** Opening Study material block **
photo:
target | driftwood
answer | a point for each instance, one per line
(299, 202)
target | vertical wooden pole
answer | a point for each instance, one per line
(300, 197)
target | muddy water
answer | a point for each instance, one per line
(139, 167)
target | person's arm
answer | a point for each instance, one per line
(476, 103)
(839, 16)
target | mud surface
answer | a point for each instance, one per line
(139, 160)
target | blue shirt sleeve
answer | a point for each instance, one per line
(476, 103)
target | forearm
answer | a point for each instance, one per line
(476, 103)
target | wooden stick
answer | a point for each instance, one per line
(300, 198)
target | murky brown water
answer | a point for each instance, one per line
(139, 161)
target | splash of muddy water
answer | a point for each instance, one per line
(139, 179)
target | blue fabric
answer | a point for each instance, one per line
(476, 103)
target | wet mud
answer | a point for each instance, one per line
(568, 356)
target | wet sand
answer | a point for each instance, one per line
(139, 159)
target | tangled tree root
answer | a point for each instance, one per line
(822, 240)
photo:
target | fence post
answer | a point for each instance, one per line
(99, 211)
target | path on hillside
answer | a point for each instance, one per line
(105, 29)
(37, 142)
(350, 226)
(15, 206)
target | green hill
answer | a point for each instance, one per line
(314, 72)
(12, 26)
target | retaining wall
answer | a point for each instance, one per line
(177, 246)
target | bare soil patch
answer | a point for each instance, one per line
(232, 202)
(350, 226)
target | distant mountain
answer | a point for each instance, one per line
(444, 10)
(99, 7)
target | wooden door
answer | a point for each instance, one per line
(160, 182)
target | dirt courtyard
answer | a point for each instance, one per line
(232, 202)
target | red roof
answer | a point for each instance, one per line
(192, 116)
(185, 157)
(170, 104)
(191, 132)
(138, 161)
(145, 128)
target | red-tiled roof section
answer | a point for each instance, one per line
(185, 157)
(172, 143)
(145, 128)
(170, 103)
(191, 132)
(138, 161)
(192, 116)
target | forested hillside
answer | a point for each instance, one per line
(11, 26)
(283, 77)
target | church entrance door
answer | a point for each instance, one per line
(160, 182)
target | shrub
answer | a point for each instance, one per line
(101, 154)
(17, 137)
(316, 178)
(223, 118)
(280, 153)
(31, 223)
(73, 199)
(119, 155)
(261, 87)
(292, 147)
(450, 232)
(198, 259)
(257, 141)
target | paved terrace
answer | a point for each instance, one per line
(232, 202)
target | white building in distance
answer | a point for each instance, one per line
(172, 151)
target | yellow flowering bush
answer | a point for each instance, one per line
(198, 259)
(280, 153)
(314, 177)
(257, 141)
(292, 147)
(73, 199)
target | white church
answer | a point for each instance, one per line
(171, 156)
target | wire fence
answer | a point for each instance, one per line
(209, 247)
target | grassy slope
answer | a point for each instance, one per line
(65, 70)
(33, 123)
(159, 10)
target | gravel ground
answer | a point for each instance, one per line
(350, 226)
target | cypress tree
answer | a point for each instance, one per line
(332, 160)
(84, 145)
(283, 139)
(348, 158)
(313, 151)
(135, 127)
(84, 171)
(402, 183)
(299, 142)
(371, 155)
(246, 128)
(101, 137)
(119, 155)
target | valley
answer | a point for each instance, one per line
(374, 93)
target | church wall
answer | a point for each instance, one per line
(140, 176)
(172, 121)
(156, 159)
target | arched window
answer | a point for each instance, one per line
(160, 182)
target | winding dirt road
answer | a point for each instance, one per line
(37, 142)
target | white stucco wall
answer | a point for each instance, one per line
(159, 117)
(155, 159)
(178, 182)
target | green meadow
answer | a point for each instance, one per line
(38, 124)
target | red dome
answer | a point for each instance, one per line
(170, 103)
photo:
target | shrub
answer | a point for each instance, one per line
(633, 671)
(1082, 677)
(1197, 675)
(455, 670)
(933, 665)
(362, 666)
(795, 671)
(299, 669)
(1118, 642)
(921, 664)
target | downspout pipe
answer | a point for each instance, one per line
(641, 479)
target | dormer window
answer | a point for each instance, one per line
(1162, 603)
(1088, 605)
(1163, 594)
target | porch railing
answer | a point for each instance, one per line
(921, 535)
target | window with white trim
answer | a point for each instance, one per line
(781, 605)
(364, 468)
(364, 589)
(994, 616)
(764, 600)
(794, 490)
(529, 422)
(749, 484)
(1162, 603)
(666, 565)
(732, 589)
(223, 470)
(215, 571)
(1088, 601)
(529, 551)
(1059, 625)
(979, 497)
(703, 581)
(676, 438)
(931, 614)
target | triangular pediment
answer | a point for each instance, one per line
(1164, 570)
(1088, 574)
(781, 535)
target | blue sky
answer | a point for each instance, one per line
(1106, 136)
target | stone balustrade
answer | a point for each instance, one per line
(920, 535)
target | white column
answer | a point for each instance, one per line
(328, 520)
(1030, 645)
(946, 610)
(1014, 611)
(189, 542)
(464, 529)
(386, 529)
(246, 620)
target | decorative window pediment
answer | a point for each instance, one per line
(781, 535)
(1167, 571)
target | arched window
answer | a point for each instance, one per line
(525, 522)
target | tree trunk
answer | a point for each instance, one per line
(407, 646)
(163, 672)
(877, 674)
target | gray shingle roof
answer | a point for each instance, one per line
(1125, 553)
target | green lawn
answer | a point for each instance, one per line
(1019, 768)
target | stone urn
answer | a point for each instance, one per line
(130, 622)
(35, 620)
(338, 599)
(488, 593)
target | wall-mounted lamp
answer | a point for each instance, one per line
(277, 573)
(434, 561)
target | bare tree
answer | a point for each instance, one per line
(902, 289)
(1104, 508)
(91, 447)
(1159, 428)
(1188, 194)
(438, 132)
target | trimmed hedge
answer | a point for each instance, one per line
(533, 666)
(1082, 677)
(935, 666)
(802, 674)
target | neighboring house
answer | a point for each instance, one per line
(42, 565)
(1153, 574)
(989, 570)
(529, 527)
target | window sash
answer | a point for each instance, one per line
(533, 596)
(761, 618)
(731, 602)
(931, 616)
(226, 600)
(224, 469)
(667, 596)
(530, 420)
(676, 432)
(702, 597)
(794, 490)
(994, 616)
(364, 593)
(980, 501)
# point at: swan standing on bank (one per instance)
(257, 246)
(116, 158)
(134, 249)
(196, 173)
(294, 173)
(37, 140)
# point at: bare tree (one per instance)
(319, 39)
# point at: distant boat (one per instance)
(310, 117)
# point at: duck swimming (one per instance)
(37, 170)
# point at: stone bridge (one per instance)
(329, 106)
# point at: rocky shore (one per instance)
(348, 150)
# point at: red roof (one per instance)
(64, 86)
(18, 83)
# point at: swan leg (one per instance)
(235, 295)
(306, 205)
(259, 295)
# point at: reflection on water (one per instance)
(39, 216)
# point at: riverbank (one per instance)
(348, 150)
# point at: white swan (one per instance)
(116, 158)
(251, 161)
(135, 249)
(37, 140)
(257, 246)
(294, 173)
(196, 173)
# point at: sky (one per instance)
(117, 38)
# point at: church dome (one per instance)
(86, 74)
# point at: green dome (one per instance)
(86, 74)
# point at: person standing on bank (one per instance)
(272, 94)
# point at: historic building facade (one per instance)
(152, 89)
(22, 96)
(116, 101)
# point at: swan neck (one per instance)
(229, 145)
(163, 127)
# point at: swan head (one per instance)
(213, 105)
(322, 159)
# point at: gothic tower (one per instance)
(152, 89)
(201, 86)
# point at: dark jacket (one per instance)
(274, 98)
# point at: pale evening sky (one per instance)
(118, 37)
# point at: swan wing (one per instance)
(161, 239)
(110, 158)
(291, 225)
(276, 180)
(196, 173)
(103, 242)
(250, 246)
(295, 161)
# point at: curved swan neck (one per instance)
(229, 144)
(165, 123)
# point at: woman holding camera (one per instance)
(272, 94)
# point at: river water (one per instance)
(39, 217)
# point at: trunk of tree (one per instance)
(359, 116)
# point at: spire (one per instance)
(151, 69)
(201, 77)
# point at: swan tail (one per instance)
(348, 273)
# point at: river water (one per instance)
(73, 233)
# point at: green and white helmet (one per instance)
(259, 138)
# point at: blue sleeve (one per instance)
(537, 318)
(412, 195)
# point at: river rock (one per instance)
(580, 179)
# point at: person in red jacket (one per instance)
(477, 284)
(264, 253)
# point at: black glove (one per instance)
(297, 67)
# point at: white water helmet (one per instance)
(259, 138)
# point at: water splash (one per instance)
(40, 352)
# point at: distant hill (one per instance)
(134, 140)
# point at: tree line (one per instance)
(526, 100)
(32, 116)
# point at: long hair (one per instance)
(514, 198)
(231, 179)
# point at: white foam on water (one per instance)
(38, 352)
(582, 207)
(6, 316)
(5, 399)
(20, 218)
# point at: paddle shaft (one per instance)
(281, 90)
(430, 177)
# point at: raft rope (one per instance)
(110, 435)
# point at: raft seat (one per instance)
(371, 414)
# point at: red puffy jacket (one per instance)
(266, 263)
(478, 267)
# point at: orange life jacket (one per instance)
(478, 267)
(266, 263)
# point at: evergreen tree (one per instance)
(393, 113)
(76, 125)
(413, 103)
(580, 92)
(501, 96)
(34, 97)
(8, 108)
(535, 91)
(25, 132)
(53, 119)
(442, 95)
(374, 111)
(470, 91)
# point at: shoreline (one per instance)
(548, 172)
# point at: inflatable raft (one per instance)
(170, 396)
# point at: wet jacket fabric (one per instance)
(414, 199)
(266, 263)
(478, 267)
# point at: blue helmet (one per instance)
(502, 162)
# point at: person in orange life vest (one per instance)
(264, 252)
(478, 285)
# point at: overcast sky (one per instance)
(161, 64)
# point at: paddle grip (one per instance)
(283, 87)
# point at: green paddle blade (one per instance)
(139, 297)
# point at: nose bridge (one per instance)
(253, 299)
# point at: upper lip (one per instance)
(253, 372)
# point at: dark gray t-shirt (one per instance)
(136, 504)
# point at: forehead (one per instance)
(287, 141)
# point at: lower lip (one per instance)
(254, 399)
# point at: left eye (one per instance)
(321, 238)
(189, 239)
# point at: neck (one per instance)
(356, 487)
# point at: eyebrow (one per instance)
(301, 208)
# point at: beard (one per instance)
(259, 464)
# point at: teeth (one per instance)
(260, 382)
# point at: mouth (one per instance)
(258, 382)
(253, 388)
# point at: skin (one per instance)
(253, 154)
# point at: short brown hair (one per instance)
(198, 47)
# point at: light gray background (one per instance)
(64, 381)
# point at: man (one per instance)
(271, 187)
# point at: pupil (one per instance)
** Closing Study material block **
■ **Try it**
If a line in the entries above contains the word "hillside", copy it.

■ **Reply**
target | path on hillside
target | forested hillside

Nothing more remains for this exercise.